→ BRIEF: Copy out every line of the material below that contains the string "basketball". Case counts, so match uppercase and lowercase letters exactly.

BEGIN DATA SHOWN

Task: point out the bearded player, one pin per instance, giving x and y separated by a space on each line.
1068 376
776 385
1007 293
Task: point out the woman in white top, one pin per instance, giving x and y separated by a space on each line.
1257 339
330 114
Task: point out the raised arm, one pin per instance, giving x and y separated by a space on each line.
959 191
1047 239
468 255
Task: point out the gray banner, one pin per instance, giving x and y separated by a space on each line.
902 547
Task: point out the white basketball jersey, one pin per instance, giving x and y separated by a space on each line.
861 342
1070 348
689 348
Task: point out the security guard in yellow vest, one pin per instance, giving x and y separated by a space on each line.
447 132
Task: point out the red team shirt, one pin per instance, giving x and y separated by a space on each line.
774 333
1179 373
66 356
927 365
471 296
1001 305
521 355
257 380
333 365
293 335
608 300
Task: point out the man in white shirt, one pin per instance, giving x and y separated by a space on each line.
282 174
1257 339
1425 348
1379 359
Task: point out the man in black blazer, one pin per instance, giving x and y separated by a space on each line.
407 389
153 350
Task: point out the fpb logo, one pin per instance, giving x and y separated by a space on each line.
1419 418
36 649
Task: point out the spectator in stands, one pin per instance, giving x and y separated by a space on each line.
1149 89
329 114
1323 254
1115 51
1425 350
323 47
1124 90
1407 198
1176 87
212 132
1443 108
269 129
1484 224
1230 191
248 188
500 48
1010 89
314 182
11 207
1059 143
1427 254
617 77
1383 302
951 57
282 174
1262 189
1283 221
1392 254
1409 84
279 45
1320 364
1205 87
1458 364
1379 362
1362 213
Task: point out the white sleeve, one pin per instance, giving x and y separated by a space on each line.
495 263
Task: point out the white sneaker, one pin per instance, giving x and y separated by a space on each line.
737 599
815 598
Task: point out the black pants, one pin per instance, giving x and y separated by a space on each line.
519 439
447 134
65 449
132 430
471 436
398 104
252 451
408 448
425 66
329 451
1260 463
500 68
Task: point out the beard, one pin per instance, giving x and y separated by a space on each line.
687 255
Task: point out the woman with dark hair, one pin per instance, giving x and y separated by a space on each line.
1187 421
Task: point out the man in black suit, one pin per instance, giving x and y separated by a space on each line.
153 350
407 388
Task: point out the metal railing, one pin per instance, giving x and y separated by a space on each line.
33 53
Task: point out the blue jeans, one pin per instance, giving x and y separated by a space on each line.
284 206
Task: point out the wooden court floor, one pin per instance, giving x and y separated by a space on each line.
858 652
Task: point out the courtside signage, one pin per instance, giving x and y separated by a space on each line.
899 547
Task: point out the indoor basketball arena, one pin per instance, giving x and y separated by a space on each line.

END DATA SHOWN
BEGIN DATA SHOWN

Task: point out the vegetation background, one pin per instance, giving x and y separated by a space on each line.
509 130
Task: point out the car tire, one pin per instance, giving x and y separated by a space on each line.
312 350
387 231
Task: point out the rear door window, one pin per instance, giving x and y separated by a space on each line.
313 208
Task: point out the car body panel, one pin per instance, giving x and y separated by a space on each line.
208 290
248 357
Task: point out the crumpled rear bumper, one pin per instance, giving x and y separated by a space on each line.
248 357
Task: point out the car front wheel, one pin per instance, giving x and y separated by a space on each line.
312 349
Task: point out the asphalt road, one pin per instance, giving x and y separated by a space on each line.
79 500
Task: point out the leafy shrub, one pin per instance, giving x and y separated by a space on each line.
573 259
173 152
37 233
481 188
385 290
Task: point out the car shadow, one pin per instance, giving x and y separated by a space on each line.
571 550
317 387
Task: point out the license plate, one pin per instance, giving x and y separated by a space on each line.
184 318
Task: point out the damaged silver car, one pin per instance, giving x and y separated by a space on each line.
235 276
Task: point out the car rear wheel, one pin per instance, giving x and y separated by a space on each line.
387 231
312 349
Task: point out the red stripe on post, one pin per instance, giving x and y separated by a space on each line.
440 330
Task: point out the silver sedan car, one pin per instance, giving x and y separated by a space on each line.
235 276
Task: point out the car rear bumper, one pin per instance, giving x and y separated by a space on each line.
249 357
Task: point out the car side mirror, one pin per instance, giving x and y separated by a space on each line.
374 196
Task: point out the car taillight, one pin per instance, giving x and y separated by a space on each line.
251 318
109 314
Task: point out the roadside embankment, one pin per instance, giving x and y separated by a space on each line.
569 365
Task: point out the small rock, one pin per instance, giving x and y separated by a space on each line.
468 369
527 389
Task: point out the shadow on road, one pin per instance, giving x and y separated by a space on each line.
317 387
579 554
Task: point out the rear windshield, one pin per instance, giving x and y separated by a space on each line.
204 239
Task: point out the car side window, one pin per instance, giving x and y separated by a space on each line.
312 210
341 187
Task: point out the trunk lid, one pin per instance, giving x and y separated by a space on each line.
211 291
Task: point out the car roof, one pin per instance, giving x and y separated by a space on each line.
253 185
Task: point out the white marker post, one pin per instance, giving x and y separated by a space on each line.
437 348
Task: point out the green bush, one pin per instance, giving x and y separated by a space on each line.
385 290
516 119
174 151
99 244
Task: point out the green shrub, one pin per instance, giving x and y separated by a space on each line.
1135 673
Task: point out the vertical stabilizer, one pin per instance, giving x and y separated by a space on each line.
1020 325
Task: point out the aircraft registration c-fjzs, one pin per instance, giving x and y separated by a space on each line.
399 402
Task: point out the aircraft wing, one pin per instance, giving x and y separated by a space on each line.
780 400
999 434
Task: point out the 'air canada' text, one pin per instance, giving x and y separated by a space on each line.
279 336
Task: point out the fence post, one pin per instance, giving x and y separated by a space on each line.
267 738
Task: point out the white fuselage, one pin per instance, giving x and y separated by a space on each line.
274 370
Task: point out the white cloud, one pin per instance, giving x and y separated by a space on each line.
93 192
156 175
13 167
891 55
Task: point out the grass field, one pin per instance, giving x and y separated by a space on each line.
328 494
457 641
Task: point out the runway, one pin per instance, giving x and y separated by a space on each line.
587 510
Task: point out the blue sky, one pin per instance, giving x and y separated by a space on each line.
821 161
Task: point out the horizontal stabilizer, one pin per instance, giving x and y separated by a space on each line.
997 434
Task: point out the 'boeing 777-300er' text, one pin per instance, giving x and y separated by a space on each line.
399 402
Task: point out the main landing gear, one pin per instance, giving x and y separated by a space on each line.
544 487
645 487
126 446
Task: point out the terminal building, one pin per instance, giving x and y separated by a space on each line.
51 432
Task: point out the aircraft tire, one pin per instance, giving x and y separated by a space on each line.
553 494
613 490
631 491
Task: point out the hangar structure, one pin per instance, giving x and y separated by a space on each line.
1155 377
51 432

END DATA SHOWN

→ IN RESPONSE:
Task: point out the white basketball jersey, one pin per instance, giving x and y separated by a space on each line.
Task: point out the indoor basketball arena, one pin per instance, giving x and y separated by a space on each line.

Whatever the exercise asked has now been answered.